▶ TASKS TO COMPLETE:
1. According to the Ntuple tutorial, what kind of Ntuple does the tutorial work with?
2. Reproduce everything in the Ntuple tutorial from "At its most" down to "in the future.".

▶ EXTRACT TO READ:

NtupleTutorial

From Mu2eWiki
Revision as of 18:47, 12 July 2018 by Ecastigl (talk | contribs)
Jump to navigation Jump to search

Introduction

When you want to perform a physics analysis, you need a way to access and manipulate the data. For Mu2e, this could include evaluating the performance of the tracking chamber, calorimeter, or cosmic ray veto detector. You might want to look at "raw" information from the detector, like voltages or waveforms, or you might want higher-level quantities, where hits from the tracking detector have been combined into tracks or energy deposits in the calorimeter have been clustered into total particle energy. Whatever you need to do, you need a way to extract the information that you need.

At its most basic, you can think of an Ntuple as a database. It has variables defined that are filled with information. There are many different formats your Ntuple can take, depending on what information you want to access. In this tutorial we will work with a basic tracking Ntuple. We will learn how to discover what information the Ntuple contains and how to access and display that information. Hopefully what you learn here will translate to other Ntuples that you face in the future.

Note that much of the work we'll do is related to learning how to work with [ROOT][1], a common plotting/fitting program used across many experiments in particle physics. There are many root tutorials out there that you might find useful before, during, or after going through this tutorial.

[Records of labeled points]
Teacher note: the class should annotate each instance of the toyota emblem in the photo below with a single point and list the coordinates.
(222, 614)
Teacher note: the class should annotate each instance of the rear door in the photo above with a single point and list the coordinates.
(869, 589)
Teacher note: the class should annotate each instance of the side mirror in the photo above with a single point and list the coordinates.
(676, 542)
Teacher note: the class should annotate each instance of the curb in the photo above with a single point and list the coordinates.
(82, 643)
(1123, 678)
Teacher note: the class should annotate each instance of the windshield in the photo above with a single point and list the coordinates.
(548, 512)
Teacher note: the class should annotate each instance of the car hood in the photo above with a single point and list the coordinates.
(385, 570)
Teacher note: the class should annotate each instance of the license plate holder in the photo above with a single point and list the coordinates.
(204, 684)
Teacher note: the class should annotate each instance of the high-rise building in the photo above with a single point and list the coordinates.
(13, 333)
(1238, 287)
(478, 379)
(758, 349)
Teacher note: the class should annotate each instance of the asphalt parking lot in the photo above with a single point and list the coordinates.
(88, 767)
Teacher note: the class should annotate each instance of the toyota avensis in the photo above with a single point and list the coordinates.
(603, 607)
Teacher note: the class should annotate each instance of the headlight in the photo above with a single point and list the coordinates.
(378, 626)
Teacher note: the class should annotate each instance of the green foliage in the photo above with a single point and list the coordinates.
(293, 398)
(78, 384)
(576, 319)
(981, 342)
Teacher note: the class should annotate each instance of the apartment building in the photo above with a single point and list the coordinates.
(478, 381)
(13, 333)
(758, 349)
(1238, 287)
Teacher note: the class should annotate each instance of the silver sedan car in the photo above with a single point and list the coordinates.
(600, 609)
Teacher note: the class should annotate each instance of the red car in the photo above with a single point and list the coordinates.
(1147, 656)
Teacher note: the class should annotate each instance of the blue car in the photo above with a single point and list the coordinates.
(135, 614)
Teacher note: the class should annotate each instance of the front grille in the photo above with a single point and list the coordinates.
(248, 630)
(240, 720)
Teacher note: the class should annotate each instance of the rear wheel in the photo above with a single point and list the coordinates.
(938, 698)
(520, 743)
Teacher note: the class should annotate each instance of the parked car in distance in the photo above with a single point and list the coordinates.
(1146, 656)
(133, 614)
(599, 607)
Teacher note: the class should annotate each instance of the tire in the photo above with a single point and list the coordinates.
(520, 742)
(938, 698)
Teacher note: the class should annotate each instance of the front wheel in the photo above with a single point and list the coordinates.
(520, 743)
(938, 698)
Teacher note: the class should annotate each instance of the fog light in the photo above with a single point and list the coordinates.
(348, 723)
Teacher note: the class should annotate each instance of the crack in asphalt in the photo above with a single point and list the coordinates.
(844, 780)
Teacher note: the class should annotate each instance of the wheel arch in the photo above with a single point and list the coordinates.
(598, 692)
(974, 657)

▶ RESPONSES TO THE TASKS:
1. A basic tracking Ntuple.

2.
At its most basic, you can think of an Ntuple as a database. It has variables defined that are filled with information. There are many different formats your Ntuple can take, depending on what information you want to access. In this tutorial we will work with a basic tracking Ntuple. We will learn how to discover what information the Ntuple contains and how to access and display that information. Hopefully what you learn here will translate to other Ntuples that you face in the future.